“Apakah Allah laki-laki ataukah perempuan?” Lalu “Apakah hanya laki-laki yang berhak menerima wahyu saja?”
Kita tahu bahwa mengajukan saja pertanyaan-pertanyaan semacam itu terkadang dianggap ‘tabu’ karena tidak pantas mempertanyakan jenis kelamin Tuhan. Atau itu pertanyaan syirik karena mengasumsikan personifikasi Tuhan, dan seterusnya.
Namun, saya mengutip salah satu pemikiran dari Kaukab Siddique, yang merupakan seorang Doktor di Dalhousie University, Halifax, Canada dan aktif melakukan advokasi gender dalam berbagai forum diskusi dan publikasi.
Beliau memaparkan, “Justru pertanyaan-pertanyaan di atas yang harus diajukan dan diberikan jawabannya. Sebab persoalan-persoalan yang ‘mengganjal’ itulah yang selama ini telah menjadi tulang punggung “agama laki-laki” untuk menindas kaum perempuan. Jika perempuan hendak dibebaskan, maka ‘iman’ yang male oriented inilah yang harus dibongkar”.
Apakah Allah Laki-Laki ataukah Perempuan?
- Dengan menyebut nama Allah Yang Maha Pengasih Maha Penyayang (Q.S. Al-Fatihah:1)
- Katakanlah: “Dialah Allah, Ytmg Maha Esa. Allah adalah Tuhan yang bergantung kepada-Nya segala sesuatu. Dia tidak melahirkan dan tiada pula dilahirkan, dan tidak ada sesuatu pun yang setara dengan Dia. “(Q.S. Al-Ikhlas:1-4)
- Dan bertakwalah kepada Allah yang dengan (mempergunakan) nama-Nya kalian saling meminta satu sama lain, dan (peliharalah) hubungan silaturrahim. Sesungguhnya Allah selalu menjaga dan mengawasi kalian. (Q.S An-Nisa’: 1)

Latihan Singkat A - Masukkan baris-baris data di bawah ke dalam sebuah daftar JSON berisi string, satu string untuk tiap baris dan tanpa baris kosong. Mulailah dari baris pertama data dan berhentilah setelah baris yang memuat "POLYGON ((66 59, 85", dengan kedua ujungnya ikut disertakan.

Data Tersedia -
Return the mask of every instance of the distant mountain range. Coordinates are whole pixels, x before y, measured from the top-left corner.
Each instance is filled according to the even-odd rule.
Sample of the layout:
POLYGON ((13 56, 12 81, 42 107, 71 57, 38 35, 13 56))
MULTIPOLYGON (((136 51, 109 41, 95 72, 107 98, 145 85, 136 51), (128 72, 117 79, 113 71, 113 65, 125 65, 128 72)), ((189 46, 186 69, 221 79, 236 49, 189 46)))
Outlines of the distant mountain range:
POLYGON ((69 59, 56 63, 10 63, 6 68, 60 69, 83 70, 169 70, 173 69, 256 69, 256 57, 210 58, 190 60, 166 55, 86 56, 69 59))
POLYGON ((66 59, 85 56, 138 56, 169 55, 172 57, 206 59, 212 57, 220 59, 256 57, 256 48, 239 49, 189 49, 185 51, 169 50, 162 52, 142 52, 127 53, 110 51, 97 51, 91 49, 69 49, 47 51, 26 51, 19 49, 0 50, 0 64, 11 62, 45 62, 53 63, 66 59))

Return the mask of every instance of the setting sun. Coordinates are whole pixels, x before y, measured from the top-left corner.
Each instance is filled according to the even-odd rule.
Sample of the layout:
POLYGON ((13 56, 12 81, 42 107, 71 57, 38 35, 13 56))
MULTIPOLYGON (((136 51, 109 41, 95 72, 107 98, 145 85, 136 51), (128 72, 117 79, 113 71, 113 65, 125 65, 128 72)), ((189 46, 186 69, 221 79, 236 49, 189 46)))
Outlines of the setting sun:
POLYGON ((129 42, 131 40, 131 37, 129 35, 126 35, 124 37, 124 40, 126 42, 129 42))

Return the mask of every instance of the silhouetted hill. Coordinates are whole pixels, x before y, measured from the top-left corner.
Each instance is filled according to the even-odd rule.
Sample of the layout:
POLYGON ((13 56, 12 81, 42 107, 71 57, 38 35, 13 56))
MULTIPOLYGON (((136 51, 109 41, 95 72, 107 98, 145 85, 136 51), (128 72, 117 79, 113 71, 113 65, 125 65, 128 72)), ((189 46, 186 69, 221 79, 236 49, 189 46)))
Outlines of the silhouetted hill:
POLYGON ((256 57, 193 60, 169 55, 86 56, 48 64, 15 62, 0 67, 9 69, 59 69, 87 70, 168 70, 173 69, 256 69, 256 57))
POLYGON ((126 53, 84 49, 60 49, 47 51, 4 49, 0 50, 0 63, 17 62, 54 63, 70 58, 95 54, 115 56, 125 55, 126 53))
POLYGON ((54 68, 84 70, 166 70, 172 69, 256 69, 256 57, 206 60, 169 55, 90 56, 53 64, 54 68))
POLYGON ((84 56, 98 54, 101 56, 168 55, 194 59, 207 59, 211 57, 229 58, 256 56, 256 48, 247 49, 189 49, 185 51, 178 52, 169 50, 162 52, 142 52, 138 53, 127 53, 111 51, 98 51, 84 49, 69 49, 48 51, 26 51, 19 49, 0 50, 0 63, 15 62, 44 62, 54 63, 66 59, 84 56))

Latihan Singkat B - Tampilkan salinan persis dari bacaan tentang jenis kelamin Tuhan di atas, mulai dari kata-kata "- Dengan menyebut" hingga kata-kata "(Q.S An-Nisa’: 1)".

Jawaban Tertulis A -
[
  "Return the mask of every instance of the distant mountain range. Coordinates are whole pixels, x before y, measured from the top-left corner.",
  "Each instance is filled according to the even-odd rule.",
  "Sample of the layout:",
  "POLYGON ((13 56, 12 81, 42 107, 71 57, 38 35, 13 56))",
  "MULTIPOLYGON (((136 51, 109 41, 95 72, 107 98, 145 85, 136 51), (128 72, 117 79, 113 71, 113 65, 125 65, 128 72)), ((189 46, 186 69, 221 79, 236 49, 189 46)))",
  "Outlines of the distant mountain range:",
  "POLYGON ((69 59, 56 63, 10 63, 6 68, 60 69, 83 70, 169 70, 173 69, 256 69, 256 57, 210 58, 190 60, 166 55, 86 56, 69 59))",
  "POLYGON ((66 59, 85 56, 138 56, 169 55, 172 57, 206 59, 212 57, 220 59, 256 57, 256 48, 239 49, 189 49, 185 51, 169 50, 162 52, 142 52, 127 53, 110 51, 97 51, 91 49, 69 49, 47 51, 26 51, 19 49, 0 50, 0 64, 11 62, 45 62, 53 63, 66 59))"
]

Jawaban Tertulis B -
- Dengan menyebut nama Allah Yang Maha Pengasih Maha Penyayang (Q.S. Al-Fatihah:1)
- Katakanlah: “Dialah Allah, Ytmg Maha Esa. Allah adalah Tuhan yang bergantung kepada-Nya segala sesuatu. Dia tidak melahirkan dan tiada pula dilahirkan, dan tidak ada sesuatu pun yang setara dengan Dia. “(Q.S. Al-Ikhlas:1-4)
- Dan bertakwalah kepada Allah yang dengan (mempergunakan) nama-Nya kalian saling meminta satu sama lain, dan (peliharalah) hubungan silaturrahim. Sesungguhnya Allah selalu menjaga dan mengawasi kalian. (Q.S An-Nisa’: 1)